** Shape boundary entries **

::::

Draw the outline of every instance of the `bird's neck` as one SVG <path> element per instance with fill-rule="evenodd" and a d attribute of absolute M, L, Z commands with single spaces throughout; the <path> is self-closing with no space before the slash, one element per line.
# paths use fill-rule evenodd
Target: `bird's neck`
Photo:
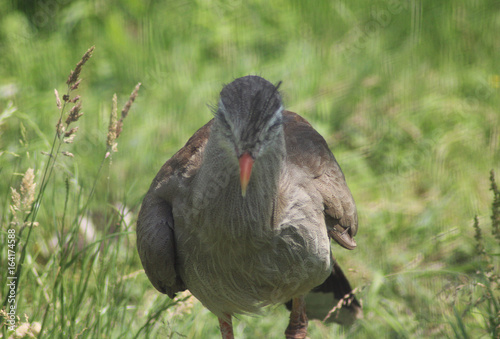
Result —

::::

** Problem to work on **
Arrange all of the lines above as a numbered list, omitting any blank lines and leaving the pictures out.

** Full response **
1. Draw the outline of every instance of the `bird's neck` as one SVG <path> element per instance with fill-rule="evenodd" and a d attribute of absolute M, L, Z commands with single spaces throughout; the <path> is self-closing with no space before the slash, one element per line.
2. # paths use fill-rule evenodd
3. Target: `bird's neck`
4. Photo:
5. Result —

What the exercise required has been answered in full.